**GIVEN EXERCISE:** Convert all the lines below into a JSON list of strings, one string per line, skipping any blank lines. Leave the pictures out.

===== SUPPLIED MATERIAL

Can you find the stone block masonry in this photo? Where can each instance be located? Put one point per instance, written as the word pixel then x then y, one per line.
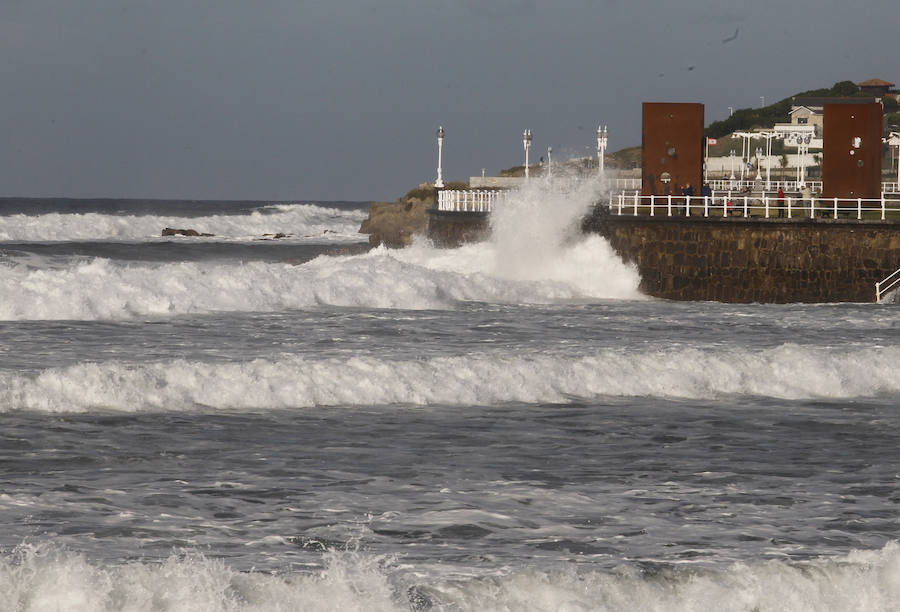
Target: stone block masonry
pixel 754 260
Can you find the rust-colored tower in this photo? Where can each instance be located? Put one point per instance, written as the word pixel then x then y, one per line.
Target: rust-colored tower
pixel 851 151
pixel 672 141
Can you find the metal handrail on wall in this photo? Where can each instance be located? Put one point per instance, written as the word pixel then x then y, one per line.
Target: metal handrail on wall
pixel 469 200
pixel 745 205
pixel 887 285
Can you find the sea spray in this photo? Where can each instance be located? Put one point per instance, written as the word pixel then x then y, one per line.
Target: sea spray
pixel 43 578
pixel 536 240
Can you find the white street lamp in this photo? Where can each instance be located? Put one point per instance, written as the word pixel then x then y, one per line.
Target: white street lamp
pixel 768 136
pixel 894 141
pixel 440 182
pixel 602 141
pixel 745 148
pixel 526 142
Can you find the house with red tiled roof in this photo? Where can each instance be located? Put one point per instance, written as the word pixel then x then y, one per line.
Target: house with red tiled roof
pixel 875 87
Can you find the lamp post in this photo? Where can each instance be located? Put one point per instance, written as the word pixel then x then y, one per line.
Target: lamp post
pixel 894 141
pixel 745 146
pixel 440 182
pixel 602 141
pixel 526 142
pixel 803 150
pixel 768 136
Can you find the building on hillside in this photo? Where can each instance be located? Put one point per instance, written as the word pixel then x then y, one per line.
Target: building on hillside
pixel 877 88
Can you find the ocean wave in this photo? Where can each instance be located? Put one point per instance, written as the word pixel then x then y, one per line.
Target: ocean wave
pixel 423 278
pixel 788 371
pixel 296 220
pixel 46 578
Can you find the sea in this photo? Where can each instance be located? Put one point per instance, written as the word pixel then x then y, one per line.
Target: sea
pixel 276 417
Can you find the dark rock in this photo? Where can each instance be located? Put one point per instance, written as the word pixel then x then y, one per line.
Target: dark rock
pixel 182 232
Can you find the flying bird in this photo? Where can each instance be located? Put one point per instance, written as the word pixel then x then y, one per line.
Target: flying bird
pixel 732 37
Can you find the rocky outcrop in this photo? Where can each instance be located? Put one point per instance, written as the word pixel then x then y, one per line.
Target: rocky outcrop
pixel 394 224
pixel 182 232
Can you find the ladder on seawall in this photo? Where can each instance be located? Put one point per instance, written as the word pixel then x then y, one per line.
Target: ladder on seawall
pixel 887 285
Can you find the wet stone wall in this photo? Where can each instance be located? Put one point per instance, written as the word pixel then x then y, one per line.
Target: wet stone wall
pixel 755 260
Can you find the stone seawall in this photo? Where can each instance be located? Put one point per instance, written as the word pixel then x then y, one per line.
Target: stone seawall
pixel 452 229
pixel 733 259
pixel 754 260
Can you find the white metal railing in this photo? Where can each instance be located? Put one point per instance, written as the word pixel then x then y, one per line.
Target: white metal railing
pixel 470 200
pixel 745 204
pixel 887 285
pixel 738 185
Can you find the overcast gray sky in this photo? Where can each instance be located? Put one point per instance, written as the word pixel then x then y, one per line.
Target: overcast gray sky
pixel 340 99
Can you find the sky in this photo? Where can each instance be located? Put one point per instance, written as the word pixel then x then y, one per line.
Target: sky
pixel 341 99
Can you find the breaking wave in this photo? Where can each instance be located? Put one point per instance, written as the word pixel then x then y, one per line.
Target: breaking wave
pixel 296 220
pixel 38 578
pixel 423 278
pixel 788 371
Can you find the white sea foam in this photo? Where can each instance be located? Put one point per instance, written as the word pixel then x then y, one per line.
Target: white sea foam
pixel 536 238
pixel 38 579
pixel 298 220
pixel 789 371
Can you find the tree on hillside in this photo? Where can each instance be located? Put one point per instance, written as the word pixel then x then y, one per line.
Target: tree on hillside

==========

**EXPECTED ANSWER:**
[
  "Can you find the stone block masonry in this photo? Where can each instance be located? Put one point per instance, written as the word pixel then x then y, one per line.",
  "Target: stone block masonry",
  "pixel 754 260",
  "Can you find the rust-colored tower in this photo? Where can each instance be located? Put one point per instance, written as the word pixel then x then y, one per line.",
  "Target: rust-colored tower",
  "pixel 851 151",
  "pixel 672 141",
  "Can you find the metal handrail on wall in this photo? Where can each instance be located? Put one point per instance, written as the word pixel then x then y, one per line.",
  "Target: metal handrail on wall",
  "pixel 469 200",
  "pixel 745 205",
  "pixel 887 285",
  "Can you find the sea spray in this photo? Where can each instance be located? Put one point per instance, written as the word pixel then x then y, one per line.",
  "Target: sea spray",
  "pixel 43 578",
  "pixel 536 240",
  "Can you find the white street lamp in this photo? Where can each instance be located? Put one point per instance, written as the word pixel then x then y, one per line.",
  "Target: white street lamp",
  "pixel 768 136",
  "pixel 894 141",
  "pixel 440 182",
  "pixel 602 141",
  "pixel 745 148",
  "pixel 526 142",
  "Can you find the house with red tiled roof in this photo? Where can each instance be located? Put one point per instance, written as the word pixel then x then y, one per line.",
  "Target: house with red tiled roof",
  "pixel 875 87",
  "Can you find the lamp post in this photo? Where can each instance be located? Put one point per instance, written as the word pixel then x then y, one per line.",
  "Target: lamp post",
  "pixel 894 141",
  "pixel 745 146",
  "pixel 440 182",
  "pixel 602 141",
  "pixel 526 142",
  "pixel 803 150",
  "pixel 768 136",
  "Can you find the building on hillside in this photo? Where can each instance be located? Put one point per instance, written as the word pixel then x then y, one per line.",
  "Target: building on hillside",
  "pixel 877 88",
  "Can you find the ocean wave in this photo? Where can each instance be located? Put one point per instance, written as the word pixel then x then y, one per line.",
  "Target: ocean wave",
  "pixel 423 278",
  "pixel 788 371",
  "pixel 296 220",
  "pixel 46 578",
  "Can you find the sea in this photo? Where can each instance be located? Put one point per instance, written as the word pixel then x then y, one per line.",
  "Target: sea",
  "pixel 276 417",
  "Can you find the dark rock in this photo? Where can each instance be located? Put one point per instance, written as the word pixel then x then y, one per line.",
  "Target: dark rock",
  "pixel 182 232",
  "Can you find the flying bird in this photo? Where can each instance be located? Put one point per instance, written as the word pixel then x then y, one per line.",
  "Target: flying bird",
  "pixel 732 37",
  "Can you find the rocky outcrop in this photo? Where can each instance be located? Put one point per instance, written as the word pixel then x then y, one per line.",
  "Target: rocky outcrop",
  "pixel 394 224",
  "pixel 182 232",
  "Can you find the ladder on seawall in this photo? Where can each instance be located? Put one point per instance, written as the word pixel then x then y, one per line.",
  "Target: ladder on seawall",
  "pixel 887 285",
  "Can you find the wet stone wall in this photo? Where can each instance be located? Put one point per instance, written as the word pixel then x then y, one per line.",
  "Target: wet stone wall",
  "pixel 755 260",
  "Can you find the stone seawall in this photo? Where can each instance be located? Put one point per instance, written as the word pixel then x then y, one per line.",
  "Target: stone seawall",
  "pixel 452 229",
  "pixel 733 259",
  "pixel 754 260",
  "Can you find the white metal railing in this photo? Where can each instance be located? Put one point per instance, written as the word pixel then x then y, one per line.",
  "Target: white metal railing",
  "pixel 470 200",
  "pixel 745 204",
  "pixel 887 285",
  "pixel 738 185",
  "Can you find the overcast gray sky in this photo? Where can each instance be located? Put one point per instance, written as the word pixel then x then y, one per line.",
  "Target: overcast gray sky",
  "pixel 340 99",
  "Can you find the sky in this photo? Where can each instance be located? Put one point per instance, written as the word pixel then x then y, one per line.",
  "Target: sky",
  "pixel 341 99",
  "Can you find the breaking wave in this photo? Where can each instance be located? Put one point per instance, written as the word pixel then x then y, one per line.",
  "Target: breaking wave",
  "pixel 296 220",
  "pixel 38 578",
  "pixel 423 278",
  "pixel 788 371",
  "Can you find the white sea foam in this photo? Where can each instance be located? Put one point per instance, written as the word pixel then x then y, one per line.",
  "Target: white sea foam",
  "pixel 536 238",
  "pixel 38 579",
  "pixel 298 220",
  "pixel 789 371",
  "Can you find the tree on hillside in this photo? Where can each instance be located? Put one point per instance, written as the word pixel then x then y, one per line.",
  "Target: tree on hillside"
]